Material provided ->

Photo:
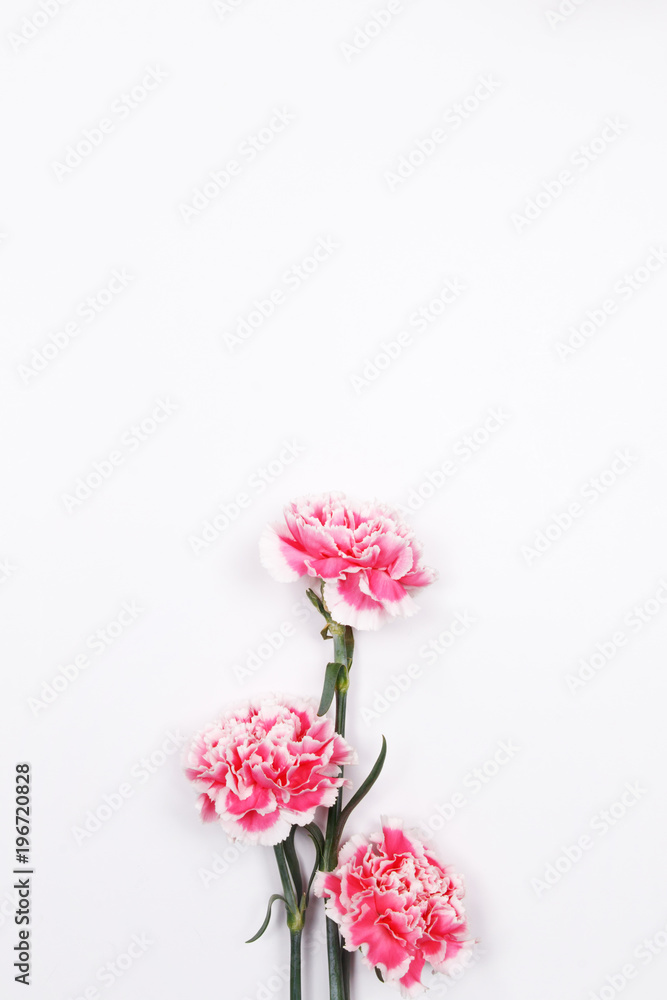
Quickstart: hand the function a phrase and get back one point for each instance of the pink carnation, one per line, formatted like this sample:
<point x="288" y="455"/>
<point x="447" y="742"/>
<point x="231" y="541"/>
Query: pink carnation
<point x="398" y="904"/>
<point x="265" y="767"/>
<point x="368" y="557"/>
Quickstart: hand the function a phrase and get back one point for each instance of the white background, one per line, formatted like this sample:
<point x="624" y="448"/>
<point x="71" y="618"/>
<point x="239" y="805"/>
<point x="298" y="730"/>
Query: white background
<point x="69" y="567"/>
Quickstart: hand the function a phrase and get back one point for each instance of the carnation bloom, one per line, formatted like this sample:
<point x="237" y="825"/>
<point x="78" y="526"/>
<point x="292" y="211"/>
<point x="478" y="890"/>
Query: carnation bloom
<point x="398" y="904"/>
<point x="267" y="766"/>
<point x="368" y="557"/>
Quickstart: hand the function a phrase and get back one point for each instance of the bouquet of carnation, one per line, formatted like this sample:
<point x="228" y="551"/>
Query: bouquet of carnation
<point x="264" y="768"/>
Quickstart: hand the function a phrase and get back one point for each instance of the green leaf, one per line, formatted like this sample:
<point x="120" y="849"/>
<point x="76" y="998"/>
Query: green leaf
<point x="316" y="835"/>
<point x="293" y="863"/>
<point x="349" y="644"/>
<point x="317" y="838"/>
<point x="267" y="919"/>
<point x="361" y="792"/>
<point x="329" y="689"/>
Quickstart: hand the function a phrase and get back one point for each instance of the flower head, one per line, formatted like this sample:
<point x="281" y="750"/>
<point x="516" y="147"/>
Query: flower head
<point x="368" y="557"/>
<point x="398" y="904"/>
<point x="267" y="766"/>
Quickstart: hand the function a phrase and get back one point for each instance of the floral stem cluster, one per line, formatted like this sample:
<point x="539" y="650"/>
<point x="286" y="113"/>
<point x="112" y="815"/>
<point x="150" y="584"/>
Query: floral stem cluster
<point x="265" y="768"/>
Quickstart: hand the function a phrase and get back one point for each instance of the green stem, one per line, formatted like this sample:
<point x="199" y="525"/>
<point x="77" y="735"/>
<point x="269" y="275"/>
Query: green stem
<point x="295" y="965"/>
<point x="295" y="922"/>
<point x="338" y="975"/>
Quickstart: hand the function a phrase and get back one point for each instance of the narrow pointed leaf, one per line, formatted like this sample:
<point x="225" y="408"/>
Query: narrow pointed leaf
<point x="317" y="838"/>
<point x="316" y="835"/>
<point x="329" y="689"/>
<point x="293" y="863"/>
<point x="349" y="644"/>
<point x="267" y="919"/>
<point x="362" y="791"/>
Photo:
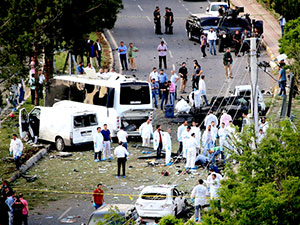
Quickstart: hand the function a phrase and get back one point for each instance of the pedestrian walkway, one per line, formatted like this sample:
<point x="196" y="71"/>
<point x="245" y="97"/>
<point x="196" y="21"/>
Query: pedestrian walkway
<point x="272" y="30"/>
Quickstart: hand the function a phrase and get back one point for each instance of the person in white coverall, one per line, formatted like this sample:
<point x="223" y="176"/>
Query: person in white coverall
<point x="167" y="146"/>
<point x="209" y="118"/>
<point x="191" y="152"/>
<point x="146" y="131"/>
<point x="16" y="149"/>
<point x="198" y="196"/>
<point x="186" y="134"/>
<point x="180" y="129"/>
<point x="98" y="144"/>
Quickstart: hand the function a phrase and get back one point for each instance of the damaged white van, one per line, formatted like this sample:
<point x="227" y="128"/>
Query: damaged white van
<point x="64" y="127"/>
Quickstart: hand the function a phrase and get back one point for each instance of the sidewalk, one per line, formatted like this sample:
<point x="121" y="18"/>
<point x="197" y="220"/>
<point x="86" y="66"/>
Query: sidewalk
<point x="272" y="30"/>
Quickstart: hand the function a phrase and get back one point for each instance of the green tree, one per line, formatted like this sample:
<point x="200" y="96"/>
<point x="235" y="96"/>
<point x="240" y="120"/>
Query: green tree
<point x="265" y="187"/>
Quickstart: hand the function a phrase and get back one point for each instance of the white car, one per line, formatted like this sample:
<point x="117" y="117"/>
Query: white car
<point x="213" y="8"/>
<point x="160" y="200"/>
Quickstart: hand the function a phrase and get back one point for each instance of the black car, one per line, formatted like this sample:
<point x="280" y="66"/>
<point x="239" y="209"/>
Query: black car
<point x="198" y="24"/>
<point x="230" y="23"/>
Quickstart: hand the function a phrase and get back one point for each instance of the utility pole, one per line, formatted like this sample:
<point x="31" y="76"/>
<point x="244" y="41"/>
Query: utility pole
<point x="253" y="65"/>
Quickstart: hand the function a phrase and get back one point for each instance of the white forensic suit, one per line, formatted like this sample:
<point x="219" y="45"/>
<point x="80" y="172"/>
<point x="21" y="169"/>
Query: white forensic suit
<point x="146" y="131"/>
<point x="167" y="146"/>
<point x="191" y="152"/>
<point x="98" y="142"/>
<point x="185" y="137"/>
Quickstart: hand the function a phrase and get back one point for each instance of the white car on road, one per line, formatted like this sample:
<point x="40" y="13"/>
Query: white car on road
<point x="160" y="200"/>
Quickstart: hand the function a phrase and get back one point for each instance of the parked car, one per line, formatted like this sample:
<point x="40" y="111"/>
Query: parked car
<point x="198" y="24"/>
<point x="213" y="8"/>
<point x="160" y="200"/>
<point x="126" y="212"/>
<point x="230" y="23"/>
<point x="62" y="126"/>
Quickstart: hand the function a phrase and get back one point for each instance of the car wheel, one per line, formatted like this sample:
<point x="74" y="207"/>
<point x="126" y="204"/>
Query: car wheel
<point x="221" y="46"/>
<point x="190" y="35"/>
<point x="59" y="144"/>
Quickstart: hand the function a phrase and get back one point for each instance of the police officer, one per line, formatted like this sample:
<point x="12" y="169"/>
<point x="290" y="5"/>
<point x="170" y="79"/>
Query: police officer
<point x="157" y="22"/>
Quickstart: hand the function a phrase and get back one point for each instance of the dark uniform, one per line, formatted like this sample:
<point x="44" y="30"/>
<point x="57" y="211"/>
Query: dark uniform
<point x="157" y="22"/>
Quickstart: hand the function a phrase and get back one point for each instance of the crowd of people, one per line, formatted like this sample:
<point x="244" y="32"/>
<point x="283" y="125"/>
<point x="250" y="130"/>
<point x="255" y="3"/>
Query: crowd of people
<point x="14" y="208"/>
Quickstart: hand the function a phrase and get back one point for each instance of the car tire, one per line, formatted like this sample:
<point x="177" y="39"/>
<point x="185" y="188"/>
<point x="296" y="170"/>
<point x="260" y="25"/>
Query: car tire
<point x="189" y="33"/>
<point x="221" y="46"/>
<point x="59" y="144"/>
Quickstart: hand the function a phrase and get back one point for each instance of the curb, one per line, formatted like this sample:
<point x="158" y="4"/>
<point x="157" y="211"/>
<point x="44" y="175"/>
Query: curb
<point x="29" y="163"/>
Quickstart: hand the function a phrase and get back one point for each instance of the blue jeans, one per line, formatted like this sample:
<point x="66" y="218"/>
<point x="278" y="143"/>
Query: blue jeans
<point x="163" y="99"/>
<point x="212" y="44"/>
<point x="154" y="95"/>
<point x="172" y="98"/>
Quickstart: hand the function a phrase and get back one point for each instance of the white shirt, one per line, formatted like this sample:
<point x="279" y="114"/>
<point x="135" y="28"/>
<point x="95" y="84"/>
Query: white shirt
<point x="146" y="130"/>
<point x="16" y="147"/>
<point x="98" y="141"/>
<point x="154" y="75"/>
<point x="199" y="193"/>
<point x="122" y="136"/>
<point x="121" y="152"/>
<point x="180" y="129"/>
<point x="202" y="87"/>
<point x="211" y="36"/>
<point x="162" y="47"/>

Goal ->
Reproduce exactly the line containing "of the police" and every line after it through the end of the records above, and nothing else.

Expected answer ->
Quickstart: hand the function a phrase and get back one point for each instance of the police officer, one per line, formatted like this sample:
<point x="12" y="169"/>
<point x="290" y="5"/>
<point x="170" y="79"/>
Query: police officer
<point x="157" y="22"/>
Quickstart: hand the function a phrase and get back one point for each instance of the dark uniform, one per line, formatted like this sample:
<point x="44" y="30"/>
<point x="57" y="211"/>
Query: dark uniform
<point x="157" y="22"/>
Quickstart: hand the function a phrase and get back one point for each instance of the crowd of people, one per line, formatted like this sample:
<point x="244" y="32"/>
<point x="283" y="125"/>
<point x="250" y="130"/>
<point x="255" y="3"/>
Query: crowd of people
<point x="14" y="208"/>
Quickstart: hand the function a phrase and get back one point for each instance of the car tire, one per line, formatted like this sample:
<point x="177" y="39"/>
<point x="185" y="188"/>
<point x="296" y="170"/>
<point x="260" y="25"/>
Query: car tire
<point x="189" y="33"/>
<point x="221" y="46"/>
<point x="59" y="144"/>
Quickstart: hand the function a phrase and get back one point for each instance of the curb, one per line, formatted like this sample:
<point x="158" y="4"/>
<point x="157" y="211"/>
<point x="44" y="175"/>
Query: curb
<point x="29" y="163"/>
Quickstart: hand the function a phrase and get back one point for each instance of the blue jeans, one per line, formatted like this sample:
<point x="66" y="218"/>
<point x="278" y="143"/>
Query: blue jeans
<point x="163" y="99"/>
<point x="212" y="44"/>
<point x="154" y="95"/>
<point x="172" y="98"/>
Quickstart: hand the function a phrase and get back one point for each instance of the white shirt, one per line, formatted like this sample:
<point x="279" y="114"/>
<point x="135" y="28"/>
<point x="95" y="84"/>
Query: white shirt
<point x="146" y="130"/>
<point x="16" y="147"/>
<point x="98" y="141"/>
<point x="154" y="75"/>
<point x="199" y="193"/>
<point x="122" y="136"/>
<point x="121" y="152"/>
<point x="180" y="129"/>
<point x="202" y="87"/>
<point x="211" y="36"/>
<point x="162" y="47"/>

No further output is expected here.